» **Tareas**:
**1)** Devuelve íntegro el texto sobre la polarización en Colombia, sin alterar nada.
**2)** Transcribe sin cambios solo la parte de los registros que va desde su comienzo hasta la línea que contiene "[[103, 88, 177, 191]]", ambas incluidas.
==== Texto fuente ====
Si alguien dice “los colombianos son creativos”, nadie suele protestar por esa generalización. Pero si alguien dice “los colombianos son perezosos”, el rechazo aparece de inmediato: “¡no generalice!”, dirán muchos de los que escuchan. Esto muestra que una generalización, por sí misma, no siempre es el problema; lo decisivo es lo que implica para quien la escucha. Esa reacción suele estar más relacionada con una resistencia emocional que con un análisis racional: un sesgo afectivo o sesgo emocional, en el que las emociones pesan más que la razón y en el que la lógica llega después, solo para justificar la postura asumida.

Este tipo de sesgo es el terreno fértil en el que se construyen las polarizaciones, que suelen ser profundamente emocionales, incluso irracionales. Lo más problemático es que el sesgo puede volverse invisible para quien lo padece: quien está inmerso en él no percibe su propia parcialidad, porque su lógica interna acomoda todas las piezas de su pensamiento a lo que le resulta aceptable a su intelecto.

No solo la proximidad de las elecciones de 2026, sino en especial la coyuntura generada por la definición en primera instancia del juicio al expresidente Álvaro Uribe, han vuelto a encrespar los ánimos.
La polarización, otra vez, se ha instalado con fuerza en el debate cotidiano, metiéndose en las conversaciones de la gente común, reafirmando a quienes creen lo mismo dentro de sus tribus virtuales, repitiéndose una y otra vez las mismas ideas de siempre, o abriendo nuevas distancias, e incluso enemistades, entre quienes piensan distinto. Y los odios entre los extremos se exasperan.

Los polarizados suelen creer que solo existen ellos y sus opositores: fuera de esa dicotomía, no hay nada más. Esa percepción no es casual, sino inducida: es una estrategia bien conocida por los polarizantes, aquellos que diseñan, siembran y cosechan la polarización para su propio beneficio. En Colombia, la ecuación parece inamovible: petristas contra uribistas, sin espacio para nadie más. Y sin embargo, según las encuestas, en un “promedio de promedios”, los primeros conservan un 30 % y los segundos un 10 % del electorado: incondicionales, activistas, movilizados por la confrontación.
==== Los registros ====
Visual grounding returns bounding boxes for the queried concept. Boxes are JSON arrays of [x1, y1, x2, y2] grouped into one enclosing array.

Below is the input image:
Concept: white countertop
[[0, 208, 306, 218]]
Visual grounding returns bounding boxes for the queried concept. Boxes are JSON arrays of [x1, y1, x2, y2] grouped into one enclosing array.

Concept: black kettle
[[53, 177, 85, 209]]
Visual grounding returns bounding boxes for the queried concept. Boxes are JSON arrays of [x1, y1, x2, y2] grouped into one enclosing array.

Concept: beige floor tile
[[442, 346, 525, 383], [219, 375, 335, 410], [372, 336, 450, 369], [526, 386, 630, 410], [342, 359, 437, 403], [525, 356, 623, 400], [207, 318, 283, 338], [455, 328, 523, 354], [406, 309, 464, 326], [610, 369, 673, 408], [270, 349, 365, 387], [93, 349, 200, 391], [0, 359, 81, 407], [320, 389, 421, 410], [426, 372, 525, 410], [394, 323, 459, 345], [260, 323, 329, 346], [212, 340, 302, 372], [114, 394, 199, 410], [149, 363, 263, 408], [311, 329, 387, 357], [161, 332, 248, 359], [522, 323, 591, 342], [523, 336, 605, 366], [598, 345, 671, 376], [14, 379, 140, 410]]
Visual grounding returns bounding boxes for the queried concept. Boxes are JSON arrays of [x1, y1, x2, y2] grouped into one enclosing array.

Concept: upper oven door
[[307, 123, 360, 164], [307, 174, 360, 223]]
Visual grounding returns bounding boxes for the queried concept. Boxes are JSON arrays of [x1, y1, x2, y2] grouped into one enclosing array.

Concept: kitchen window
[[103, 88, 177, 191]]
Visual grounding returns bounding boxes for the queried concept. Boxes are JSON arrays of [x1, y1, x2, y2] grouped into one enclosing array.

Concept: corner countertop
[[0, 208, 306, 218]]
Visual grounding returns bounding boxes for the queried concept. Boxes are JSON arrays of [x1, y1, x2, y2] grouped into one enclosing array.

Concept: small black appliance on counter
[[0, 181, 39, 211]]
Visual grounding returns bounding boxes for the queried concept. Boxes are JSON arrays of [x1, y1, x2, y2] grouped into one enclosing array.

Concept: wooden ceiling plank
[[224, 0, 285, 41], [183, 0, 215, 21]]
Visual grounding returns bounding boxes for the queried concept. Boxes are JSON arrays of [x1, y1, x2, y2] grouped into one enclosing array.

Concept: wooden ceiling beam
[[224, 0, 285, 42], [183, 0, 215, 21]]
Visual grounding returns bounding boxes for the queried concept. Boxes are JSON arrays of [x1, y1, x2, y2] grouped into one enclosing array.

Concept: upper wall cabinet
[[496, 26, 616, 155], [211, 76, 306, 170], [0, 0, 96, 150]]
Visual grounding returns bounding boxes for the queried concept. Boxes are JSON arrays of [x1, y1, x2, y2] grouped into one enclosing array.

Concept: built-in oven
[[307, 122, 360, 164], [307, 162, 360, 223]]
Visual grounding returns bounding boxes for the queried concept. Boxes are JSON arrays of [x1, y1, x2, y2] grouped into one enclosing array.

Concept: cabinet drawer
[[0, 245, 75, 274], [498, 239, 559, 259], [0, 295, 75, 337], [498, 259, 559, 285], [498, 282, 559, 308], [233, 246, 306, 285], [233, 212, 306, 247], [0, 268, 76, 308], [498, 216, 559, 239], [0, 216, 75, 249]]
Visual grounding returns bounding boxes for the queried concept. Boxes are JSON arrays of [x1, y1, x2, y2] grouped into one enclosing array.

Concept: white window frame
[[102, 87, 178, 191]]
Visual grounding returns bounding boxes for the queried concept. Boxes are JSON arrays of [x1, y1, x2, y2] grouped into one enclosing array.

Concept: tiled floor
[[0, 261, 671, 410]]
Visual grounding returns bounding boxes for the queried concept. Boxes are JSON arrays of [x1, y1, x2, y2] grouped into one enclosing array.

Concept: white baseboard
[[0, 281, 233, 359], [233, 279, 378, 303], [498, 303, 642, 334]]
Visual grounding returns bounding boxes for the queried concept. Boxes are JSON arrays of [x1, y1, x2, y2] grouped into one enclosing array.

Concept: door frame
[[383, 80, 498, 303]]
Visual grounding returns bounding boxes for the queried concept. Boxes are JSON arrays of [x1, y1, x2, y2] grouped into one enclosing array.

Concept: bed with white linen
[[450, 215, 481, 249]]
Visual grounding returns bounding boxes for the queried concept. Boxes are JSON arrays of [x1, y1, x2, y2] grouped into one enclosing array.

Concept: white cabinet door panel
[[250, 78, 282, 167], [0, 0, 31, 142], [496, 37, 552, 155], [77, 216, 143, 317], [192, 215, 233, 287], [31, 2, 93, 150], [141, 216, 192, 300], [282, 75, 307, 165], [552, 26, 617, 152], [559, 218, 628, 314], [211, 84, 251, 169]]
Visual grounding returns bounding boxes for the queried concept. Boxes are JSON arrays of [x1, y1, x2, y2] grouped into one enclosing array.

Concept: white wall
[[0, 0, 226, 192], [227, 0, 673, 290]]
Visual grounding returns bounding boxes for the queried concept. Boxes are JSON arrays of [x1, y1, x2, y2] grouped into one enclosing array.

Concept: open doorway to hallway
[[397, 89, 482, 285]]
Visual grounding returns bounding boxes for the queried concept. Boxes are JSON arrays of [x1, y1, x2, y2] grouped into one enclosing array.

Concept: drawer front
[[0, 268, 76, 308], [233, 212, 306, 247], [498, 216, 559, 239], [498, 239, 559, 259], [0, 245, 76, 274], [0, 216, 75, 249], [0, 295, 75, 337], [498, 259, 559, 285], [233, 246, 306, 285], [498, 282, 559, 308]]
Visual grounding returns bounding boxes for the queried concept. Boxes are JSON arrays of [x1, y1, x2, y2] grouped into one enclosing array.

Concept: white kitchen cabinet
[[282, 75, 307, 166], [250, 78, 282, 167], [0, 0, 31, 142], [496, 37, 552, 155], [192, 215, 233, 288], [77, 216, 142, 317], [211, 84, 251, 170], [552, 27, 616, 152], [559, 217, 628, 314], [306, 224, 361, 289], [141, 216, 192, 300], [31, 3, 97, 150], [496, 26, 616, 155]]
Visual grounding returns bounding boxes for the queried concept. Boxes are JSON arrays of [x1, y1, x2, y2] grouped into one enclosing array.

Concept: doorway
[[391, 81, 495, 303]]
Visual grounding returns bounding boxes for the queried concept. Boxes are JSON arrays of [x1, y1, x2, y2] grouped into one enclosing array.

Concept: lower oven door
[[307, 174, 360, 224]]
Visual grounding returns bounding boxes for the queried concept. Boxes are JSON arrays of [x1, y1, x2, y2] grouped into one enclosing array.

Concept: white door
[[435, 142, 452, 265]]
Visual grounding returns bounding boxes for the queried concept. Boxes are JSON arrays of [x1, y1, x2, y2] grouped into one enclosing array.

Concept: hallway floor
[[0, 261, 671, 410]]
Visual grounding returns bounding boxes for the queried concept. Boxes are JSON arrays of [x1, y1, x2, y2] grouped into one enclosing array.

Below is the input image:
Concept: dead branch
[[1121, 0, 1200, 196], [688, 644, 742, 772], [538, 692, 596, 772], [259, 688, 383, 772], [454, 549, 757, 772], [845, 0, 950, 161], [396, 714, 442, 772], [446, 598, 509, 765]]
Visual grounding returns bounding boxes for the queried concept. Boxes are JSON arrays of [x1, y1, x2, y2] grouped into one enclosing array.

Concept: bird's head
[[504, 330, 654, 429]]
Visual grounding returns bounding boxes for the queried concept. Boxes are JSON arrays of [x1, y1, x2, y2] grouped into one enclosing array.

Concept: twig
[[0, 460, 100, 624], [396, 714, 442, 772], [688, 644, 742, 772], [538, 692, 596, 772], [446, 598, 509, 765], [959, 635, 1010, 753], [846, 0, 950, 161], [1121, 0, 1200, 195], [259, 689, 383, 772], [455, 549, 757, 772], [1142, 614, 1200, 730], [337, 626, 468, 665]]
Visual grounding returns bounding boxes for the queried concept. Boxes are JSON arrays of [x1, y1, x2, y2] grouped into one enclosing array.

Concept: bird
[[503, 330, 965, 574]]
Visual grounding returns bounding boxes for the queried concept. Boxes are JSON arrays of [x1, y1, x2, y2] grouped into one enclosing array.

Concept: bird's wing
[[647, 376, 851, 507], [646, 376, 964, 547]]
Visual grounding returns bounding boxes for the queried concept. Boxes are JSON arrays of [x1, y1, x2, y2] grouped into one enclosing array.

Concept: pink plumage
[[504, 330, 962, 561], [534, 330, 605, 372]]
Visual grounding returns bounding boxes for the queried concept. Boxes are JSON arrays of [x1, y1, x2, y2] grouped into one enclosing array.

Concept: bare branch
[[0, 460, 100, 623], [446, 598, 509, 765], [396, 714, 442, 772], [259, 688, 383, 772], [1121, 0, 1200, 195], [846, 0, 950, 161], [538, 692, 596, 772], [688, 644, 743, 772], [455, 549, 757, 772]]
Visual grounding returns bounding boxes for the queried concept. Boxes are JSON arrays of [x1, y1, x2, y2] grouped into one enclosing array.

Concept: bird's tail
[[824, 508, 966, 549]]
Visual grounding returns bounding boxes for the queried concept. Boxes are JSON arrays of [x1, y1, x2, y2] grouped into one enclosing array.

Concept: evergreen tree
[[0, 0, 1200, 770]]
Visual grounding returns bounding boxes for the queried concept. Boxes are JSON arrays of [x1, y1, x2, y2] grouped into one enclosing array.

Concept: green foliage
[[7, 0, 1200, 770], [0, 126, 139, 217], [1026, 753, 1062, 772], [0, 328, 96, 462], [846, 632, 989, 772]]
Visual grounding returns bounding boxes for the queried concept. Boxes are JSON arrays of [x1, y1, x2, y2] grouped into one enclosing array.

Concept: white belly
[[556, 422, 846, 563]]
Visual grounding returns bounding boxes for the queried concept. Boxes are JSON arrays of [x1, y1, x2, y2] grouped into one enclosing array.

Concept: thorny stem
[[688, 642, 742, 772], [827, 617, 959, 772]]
====
» **Respuestas**:
**1)**
Si alguien dice “los colombianos son creativos”, nadie suele protestar por esa generalización. Pero si alguien dice “los colombianos son perezosos”, el rechazo aparece de inmediato: “¡no generalice!”, dirán muchos de los que escuchan. Esto muestra que una generalización, por sí misma, no siempre es el problema; lo decisivo es lo que implica para quien la escucha. Esa reacción suele estar más relacionada con una resistencia emocional que con un análisis racional: un sesgo afectivo o sesgo emocional, en el que las emociones pesan más que la razón y en el que la lógica llega después, solo para justificar la postura asumida.

Este tipo de sesgo es el terreno fértil en el que se construyen las polarizaciones, que suelen ser profundamente emocionales, incluso irracionales. Lo más problemático es que el sesgo puede volverse invisible para quien lo padece: quien está inmerso en él no percibe su propia parcialidad, porque su lógica interna acomoda todas las piezas de su pensamiento a lo que le resulta aceptable a su intelecto.

No solo la proximidad de las elecciones de 2026, sino en especial la coyuntura generada por la definición en primera instancia del juicio al expresidente Álvaro Uribe, han vuelto a encrespar los ánimos.
La polarización, otra vez, se ha instalado con fuerza en el debate cotidiano, metiéndose en las conversaciones de la gente común, reafirmando a quienes creen lo mismo dentro de sus tribus virtuales, repitiéndose una y otra vez las mismas ideas de siempre, o abriendo nuevas distancias, e incluso enemistades, entre quienes piensan distinto. Y los odios entre los extremos se exasperan.

Los polarizados suelen creer que solo existen ellos y sus opositores: fuera de esa dicotomía, no hay nada más. Esa percepción no es casual, sino inducida: es una estrategia bien conocida por los polarizantes, aquellos que diseñan, siembran y cosechan la polarización para su propio beneficio. En Colombia, la ecuación parece inamovible: petristas contra uribistas, sin espacio para nadie más. Y sin embargo, según las encuestas, en un “promedio de promedios”, los primeros conservan un 30 % y los segundos un 10 % del electorado: incondicionales, activistas, movilizados por la confrontación.

**2)**
Visual grounding returns bounding boxes for the queried concept. Boxes are JSON arrays of [x1, y1, x2, y2] grouped into one enclosing array.

Below is the input image:
Concept: white countertop
[[0, 208, 306, 218]]
Visual grounding returns bounding boxes for the queried concept. Boxes are JSON arrays of [x1, y1, x2, y2] grouped into one enclosing array.

Concept: black kettle
[[53, 177, 85, 209]]
Visual grounding returns bounding boxes for the queried concept. Boxes are JSON arrays of [x1, y1, x2, y2] grouped into one enclosing array.

Concept: beige floor tile
[[442, 346, 525, 383], [219, 375, 335, 410], [372, 336, 450, 369], [526, 386, 630, 410], [342, 359, 437, 403], [525, 356, 623, 400], [207, 318, 283, 338], [455, 328, 523, 354], [406, 309, 464, 326], [610, 369, 673, 408], [270, 349, 365, 387], [93, 349, 200, 391], [0, 359, 81, 407], [320, 389, 421, 410], [426, 372, 525, 410], [394, 323, 459, 345], [260, 323, 329, 346], [212, 340, 302, 372], [114, 394, 199, 410], [149, 363, 263, 408], [311, 329, 387, 357], [161, 332, 248, 359], [522, 323, 591, 342], [523, 336, 605, 366], [598, 345, 671, 376], [14, 379, 140, 410]]
Visual grounding returns bounding boxes for the queried concept. Boxes are JSON arrays of [x1, y1, x2, y2] grouped into one enclosing array.

Concept: upper oven door
[[307, 123, 360, 164], [307, 174, 360, 223]]
Visual grounding returns bounding boxes for the queried concept. Boxes are JSON arrays of [x1, y1, x2, y2] grouped into one enclosing array.

Concept: kitchen window
[[103, 88, 177, 191]]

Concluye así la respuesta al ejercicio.